SUPPLIED PASSAGE:

______

6/15/94 - I suppose this was posted to celebrate this story reaching drinking age, but you're five months late.

This story is making rounds right now on the media circuit, I though providing the original would make sense. If you want the latest, search the news section in your favorite search engine or portal. E.g. yesterday- November 12, 2015

Hillary Clinton’s claim that she tried to join the Marines
https://www.washingtonpost.com/news...ons-claim-that-she-tried-to-join-the-marines/
 
DNC Chair Freaks Out After Andrea Mitchell Actually Fact-Checks Hillary - VIDEO

http://www.newsbusters.org/blogs/nb...ut-after-andrea-mitchell-actually-fact-checks

By Kyle Drennen | November 13, 2015 | 3:35 PM EST

2015-11-13-MSNBC-AMR-WassermanSchultz.JPG


On Friday, MSNBC host Andrea Mitchell actually fact-checked Hillary Clinton’s suspicious tale of trying to join the Marines in 1975: “Those comments are being mocked by Republicans today and they’re getting two Pinocchios from Washington Post fact-checker Glenn Kessler....Why on earth would she go to a Marine recruiter in 1975?...It doesn't make sense.”

Her guest, Democratic National Committee chair Debbie Wasserman Schultz was so taken aback that the Florida congresswoman attacked Mitchell for asking questions: “With all due respect, Andrea, why on earth are we talking about this?” Mitchell hit back: “Because she brought it up in New Hampshire the other day. If she hadn't brought it up, it would not be an issue in this campaign.”

______

INFORMATION SHOWN:
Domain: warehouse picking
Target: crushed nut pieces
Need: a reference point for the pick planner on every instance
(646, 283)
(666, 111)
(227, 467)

______

SHORT PROBLEM: Carry on the forum post about Hillary Clinton's claim that she tried to join the Marines, starting right after its final sentence.

RESPONSE TO THE TASK:
Schultz argued: “Andrea, Andrea, what the story illustrated was that we have made a lot of progress in America. Secretary Clinton is absolutely right. I mean, back then, you did have a much tougher time for women to be able to make it successfully through the recruitment process and move up in the military and we’ve made tremendous progress since then.”

Mitchell replied:

I mean, with all due respect, I won't defer to anyone in terms of people who have done stories over the decades about the challenges of women in the military....So I don't think that's the point. I think the point is just, did this happen? You have a presidential candidate, the frontrunner in the Democratic Party, saying something happened which is quite strikingly dissonant to people who knew her back then.

Schultz whined: “I just find it really unreasonable, Andrea....this is a personal story that Hillary Clinton has told, and it's not the first time she told it. It didn't come out of the blue.”

The head of the DNC talked herself into such a corner that she actually wound up defending Republican presidential candidate Ben Carson:

Do we need every single experience in a person's life to be written in stone and blood and verifiable? There are things that happen to people all across America that can't be verified. And I know your next question's going to be about Ben Carson. And I think quite frankly, the same goes for stories about Ben Carson.

Wrapping up the unusually contentious exchange, Mitchell lobbed a softball as a peace offering: “I was gonna play a little bit of Donald Trump and try to see how you react to him questioning her [Hillary Clinton’s] credentials on women's issues. Let's play Donald Trump....Have at it.”

Schultz predictably jumped at the chance to bash the entire GOP field:

And the Republicans have all talked about issues that would turn the clock back for women, whether it's on our health care, whether it's on making sure that we can get equal pay for equal work, whether it's making sure that we have access to an affordable education which so many women don't have access to now that you've got families in America who are headed by women, 40% of those who have children in the household.
 
She also tried to invade Iraq in 2003 and was successful in supporting Bush's Iraq war.

She trusted the President.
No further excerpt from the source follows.